▶ Task description
Return, unchanged, the rows in the part that opens with the line containing "Segment alaska airlines" and closes with the line containing "26,122,280,300", including both of those lines.
Begin
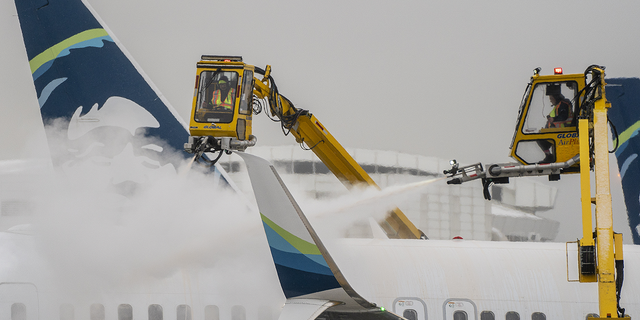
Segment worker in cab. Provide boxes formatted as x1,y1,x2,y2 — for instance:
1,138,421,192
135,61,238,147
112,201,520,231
209,76,236,111
545,85,575,128
538,84,575,163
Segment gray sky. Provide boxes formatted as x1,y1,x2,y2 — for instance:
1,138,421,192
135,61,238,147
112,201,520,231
0,0,640,239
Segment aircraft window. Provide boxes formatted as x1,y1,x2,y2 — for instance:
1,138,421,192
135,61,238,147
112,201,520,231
314,162,330,174
453,310,468,320
204,306,220,320
522,81,578,134
505,311,520,320
176,304,191,320
194,71,238,123
118,304,133,320
149,304,164,320
402,309,418,320
238,70,253,114
480,311,496,320
293,160,313,174
89,303,104,320
531,312,547,320
60,303,75,320
11,303,27,320
231,306,247,320
258,306,272,320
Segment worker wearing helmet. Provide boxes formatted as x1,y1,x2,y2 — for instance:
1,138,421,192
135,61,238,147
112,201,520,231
538,84,575,163
545,93,573,128
210,76,236,111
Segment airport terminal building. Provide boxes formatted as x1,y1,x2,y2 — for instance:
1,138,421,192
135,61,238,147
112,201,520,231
219,145,559,241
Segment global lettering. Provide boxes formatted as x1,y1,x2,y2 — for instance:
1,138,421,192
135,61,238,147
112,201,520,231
558,132,578,139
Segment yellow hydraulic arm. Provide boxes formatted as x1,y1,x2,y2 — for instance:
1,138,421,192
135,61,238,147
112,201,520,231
578,66,630,319
253,66,426,239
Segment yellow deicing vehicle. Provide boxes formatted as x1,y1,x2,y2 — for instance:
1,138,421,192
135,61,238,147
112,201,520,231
184,55,426,239
444,65,630,319
510,68,585,168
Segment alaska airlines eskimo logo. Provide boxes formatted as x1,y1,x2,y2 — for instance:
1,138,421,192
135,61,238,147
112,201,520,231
204,122,222,129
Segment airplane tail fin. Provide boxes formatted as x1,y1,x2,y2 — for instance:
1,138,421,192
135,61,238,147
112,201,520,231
15,0,230,185
237,152,396,319
606,78,640,244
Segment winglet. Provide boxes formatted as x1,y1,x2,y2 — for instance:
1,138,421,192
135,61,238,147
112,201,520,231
237,152,377,310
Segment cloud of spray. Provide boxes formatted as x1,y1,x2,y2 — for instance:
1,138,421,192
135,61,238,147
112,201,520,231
301,178,444,239
26,122,280,300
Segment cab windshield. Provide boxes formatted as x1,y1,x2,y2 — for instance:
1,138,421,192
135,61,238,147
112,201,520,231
194,71,238,123
522,81,578,134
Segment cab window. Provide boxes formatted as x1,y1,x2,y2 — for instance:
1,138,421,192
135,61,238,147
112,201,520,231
194,71,239,123
522,81,578,134
238,70,253,115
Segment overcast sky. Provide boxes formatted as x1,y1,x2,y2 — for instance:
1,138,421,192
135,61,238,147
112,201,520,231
0,0,640,239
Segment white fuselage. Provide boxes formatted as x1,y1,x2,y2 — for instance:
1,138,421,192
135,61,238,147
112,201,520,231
0,233,640,320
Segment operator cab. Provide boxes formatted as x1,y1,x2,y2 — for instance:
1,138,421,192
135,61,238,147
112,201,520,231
511,68,584,171
194,71,239,123
189,55,255,141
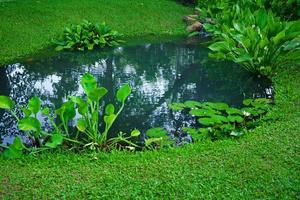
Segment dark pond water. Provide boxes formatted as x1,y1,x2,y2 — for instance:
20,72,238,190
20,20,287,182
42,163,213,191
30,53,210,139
0,40,272,143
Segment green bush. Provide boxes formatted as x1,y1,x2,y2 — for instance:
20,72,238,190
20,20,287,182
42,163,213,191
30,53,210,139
54,20,123,51
204,8,300,75
0,74,172,159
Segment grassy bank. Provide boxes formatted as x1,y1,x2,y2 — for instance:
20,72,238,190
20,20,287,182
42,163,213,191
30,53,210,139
0,0,300,199
0,0,191,66
0,69,300,199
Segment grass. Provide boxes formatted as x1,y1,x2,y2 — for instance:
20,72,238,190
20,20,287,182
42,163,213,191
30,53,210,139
0,0,300,199
0,0,191,66
0,69,300,199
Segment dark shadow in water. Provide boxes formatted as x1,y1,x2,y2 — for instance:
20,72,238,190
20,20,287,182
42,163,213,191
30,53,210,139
0,41,272,144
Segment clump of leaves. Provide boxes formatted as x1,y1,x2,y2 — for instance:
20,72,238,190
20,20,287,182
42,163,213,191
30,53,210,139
205,9,300,75
54,20,123,51
169,98,272,141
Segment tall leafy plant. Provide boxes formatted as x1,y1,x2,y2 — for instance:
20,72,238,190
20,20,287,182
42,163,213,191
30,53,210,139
54,20,123,51
205,9,300,75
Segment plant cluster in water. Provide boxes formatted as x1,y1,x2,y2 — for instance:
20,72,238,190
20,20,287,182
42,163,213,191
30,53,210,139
169,98,272,141
54,20,123,51
190,0,300,75
0,74,171,158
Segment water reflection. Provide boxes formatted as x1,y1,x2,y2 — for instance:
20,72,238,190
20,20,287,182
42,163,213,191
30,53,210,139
0,41,272,141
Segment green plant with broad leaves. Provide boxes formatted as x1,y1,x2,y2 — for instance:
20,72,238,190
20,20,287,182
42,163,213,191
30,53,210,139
0,73,172,159
205,9,300,75
169,98,272,141
54,20,123,51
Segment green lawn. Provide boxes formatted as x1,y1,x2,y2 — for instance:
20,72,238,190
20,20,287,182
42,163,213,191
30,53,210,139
0,0,192,66
0,0,300,199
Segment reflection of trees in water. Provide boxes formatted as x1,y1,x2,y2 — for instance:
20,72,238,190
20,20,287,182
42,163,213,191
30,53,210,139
1,40,272,138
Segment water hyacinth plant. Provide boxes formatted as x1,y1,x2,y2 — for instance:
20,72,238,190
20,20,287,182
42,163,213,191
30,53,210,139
54,20,123,51
205,9,300,75
0,73,173,159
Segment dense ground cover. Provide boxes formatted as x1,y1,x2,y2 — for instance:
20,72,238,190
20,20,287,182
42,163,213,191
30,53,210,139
0,0,191,65
0,1,300,199
0,67,300,199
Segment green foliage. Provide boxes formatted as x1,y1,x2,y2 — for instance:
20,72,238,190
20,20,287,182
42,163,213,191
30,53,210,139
3,137,25,159
55,20,123,51
205,9,300,75
169,98,272,141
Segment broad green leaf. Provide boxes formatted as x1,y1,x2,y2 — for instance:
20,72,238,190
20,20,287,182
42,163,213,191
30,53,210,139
189,109,217,117
45,133,64,148
3,137,25,159
80,73,97,94
21,107,32,117
42,108,50,116
243,99,253,106
104,114,116,125
168,103,185,111
227,115,244,123
208,41,230,52
226,108,243,115
117,84,131,102
146,127,168,138
87,87,107,101
184,100,202,108
76,119,87,132
105,104,115,115
70,96,88,115
18,117,41,132
130,129,141,137
55,101,76,122
198,118,222,126
203,102,229,111
145,137,163,147
230,131,244,137
0,95,15,110
28,97,41,114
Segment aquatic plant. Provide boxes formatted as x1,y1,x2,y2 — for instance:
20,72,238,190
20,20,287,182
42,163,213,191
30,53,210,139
169,98,272,141
205,9,300,75
0,73,171,159
54,20,123,51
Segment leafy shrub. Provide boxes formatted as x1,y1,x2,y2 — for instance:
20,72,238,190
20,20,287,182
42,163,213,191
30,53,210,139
205,9,300,75
169,98,271,141
54,20,123,51
0,74,172,159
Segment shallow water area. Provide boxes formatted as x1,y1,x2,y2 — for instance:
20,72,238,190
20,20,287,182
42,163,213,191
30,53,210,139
0,39,272,144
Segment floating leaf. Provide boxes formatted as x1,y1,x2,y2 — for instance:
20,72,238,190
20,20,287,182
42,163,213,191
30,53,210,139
190,109,217,117
117,84,131,102
0,95,15,110
226,108,243,115
28,97,41,114
168,103,185,111
146,127,168,138
87,87,107,101
227,115,244,123
243,99,253,106
184,101,202,108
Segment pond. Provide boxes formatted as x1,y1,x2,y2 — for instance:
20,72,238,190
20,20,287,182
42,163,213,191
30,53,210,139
0,39,272,143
End
▶ Worked solution
Segment alaska airlines eskimo logo. Provide boxes formatted as x1,y1,x2,y2 — for instance:
1,138,421,192
135,61,238,147
112,201,520,231
204,122,222,129
Segment airplane tail fin. Provide boxes formatted as x1,y1,x2,y2 — for instance:
1,138,421,192
135,61,238,147
112,201,520,231
15,0,230,185
237,152,396,319
606,78,640,244
Segment winglet. Provide boxes formatted as x1,y1,x2,y2 — for instance:
1,138,421,192
135,61,238,147
112,201,520,231
237,152,377,310
Segment cloud of spray. Provide boxes formatted as x1,y1,x2,y2 — for instance:
1,138,421,192
135,61,238,147
112,201,520,231
301,178,444,239
26,122,280,300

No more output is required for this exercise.